• _WORK INSTRUCTIONS_
Copy exactly the lines of the data below that run from the line holding "Target: open smile" through the line holding "Target: t-shirt sleeve", both ends included.

• _STORED DATA_
=-=-=
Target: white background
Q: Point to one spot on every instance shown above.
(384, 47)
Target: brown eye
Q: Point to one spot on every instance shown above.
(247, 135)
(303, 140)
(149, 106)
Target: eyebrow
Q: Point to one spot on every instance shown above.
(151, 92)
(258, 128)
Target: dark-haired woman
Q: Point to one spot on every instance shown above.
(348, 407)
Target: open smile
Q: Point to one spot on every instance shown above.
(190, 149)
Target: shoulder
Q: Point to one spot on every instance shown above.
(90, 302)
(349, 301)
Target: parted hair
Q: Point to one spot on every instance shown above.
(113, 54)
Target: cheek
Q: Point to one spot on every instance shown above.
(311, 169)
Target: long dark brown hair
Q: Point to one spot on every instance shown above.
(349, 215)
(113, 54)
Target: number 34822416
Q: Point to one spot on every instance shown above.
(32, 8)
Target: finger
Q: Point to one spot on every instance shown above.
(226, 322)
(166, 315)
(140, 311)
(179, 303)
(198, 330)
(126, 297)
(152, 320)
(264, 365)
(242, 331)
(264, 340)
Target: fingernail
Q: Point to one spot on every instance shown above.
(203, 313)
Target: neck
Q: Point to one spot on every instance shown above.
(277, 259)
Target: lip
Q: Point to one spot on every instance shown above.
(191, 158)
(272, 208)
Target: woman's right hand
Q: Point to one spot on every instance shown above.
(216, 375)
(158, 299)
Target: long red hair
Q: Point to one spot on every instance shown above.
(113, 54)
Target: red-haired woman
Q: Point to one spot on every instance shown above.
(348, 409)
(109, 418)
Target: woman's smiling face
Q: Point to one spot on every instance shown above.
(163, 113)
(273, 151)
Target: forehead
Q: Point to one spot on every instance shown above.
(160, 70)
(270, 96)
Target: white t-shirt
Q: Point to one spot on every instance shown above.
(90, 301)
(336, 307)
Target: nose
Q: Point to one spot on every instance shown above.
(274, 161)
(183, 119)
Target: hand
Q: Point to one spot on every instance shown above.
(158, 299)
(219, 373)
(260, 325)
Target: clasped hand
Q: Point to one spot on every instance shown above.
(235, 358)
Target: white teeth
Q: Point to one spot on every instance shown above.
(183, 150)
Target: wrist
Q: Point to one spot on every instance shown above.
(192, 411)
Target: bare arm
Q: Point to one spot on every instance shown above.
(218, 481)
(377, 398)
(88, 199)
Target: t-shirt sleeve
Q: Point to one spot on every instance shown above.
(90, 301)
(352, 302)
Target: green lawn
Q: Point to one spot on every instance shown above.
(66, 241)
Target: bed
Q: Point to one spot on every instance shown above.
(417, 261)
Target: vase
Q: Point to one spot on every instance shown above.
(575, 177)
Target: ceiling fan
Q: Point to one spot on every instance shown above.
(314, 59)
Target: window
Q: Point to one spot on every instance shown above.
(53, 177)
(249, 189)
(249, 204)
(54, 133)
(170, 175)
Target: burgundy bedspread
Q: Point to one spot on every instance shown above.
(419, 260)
=-=-=
• _ANSWER TO THIS PROBLEM_
Target: open smile
Q: Point to one spot on every instance shown above.
(190, 149)
Target: shoulder
Q: Point to one spot on every instance shown above.
(90, 302)
(349, 301)
Target: parted hair
Q: Point to one spot on every instance shown above.
(113, 54)
Target: cheek
Q: Point to one spot on every instance shown above.
(311, 169)
Target: long dark brown hair
Q: Point to one spot on every instance shown above.
(349, 215)
(113, 54)
Target: number 34822416
Q: Point to one spot on every instance shown above.
(32, 8)
Target: finger
Q: Point to one spot on every instance shown above.
(226, 322)
(166, 315)
(140, 311)
(179, 303)
(198, 330)
(126, 297)
(152, 320)
(264, 365)
(242, 331)
(264, 340)
Target: fingernail
Q: Point to one spot on every instance shown above.
(203, 313)
Target: neck
Q: Point to one spot on every instance shown above.
(277, 259)
Target: lip
Q: Point to one spot on every instance shown above.
(191, 158)
(272, 208)
Target: woman's right hand
Q: Point to one spot on every instance shown above.
(216, 375)
(158, 299)
Target: long red hair
Q: Point to one spot on every instance shown above.
(113, 54)
Target: red-haired woman
Q: Point to one spot on every instance shown above.
(348, 409)
(109, 418)
Target: woman's smiling face
Q: Point to one spot on every instance shown above.
(163, 113)
(273, 151)
Target: forehead
Q: Point to one spot on every instance shown above.
(160, 70)
(270, 96)
Target: white t-shirt
Q: Point to one spot on every instance shown above.
(90, 301)
(336, 307)
Target: nose
Q: Point to one spot on every instance shown above.
(274, 161)
(183, 119)
Target: hand
Q: Point to one spot on every instance shown above.
(158, 299)
(219, 373)
(260, 325)
Target: clasped hand
Q: Point to one spot on every instance shown above.
(235, 358)
Target: white teeth
Q: Point to one spot on every instance shown above.
(183, 150)
Target: wrist
Q: Point to one spot on every instance shown above.
(192, 411)
Target: bare arm
Q: Point to one spot on every instance shown above.
(218, 481)
(377, 398)
(88, 199)
Target: t-shirt sleeve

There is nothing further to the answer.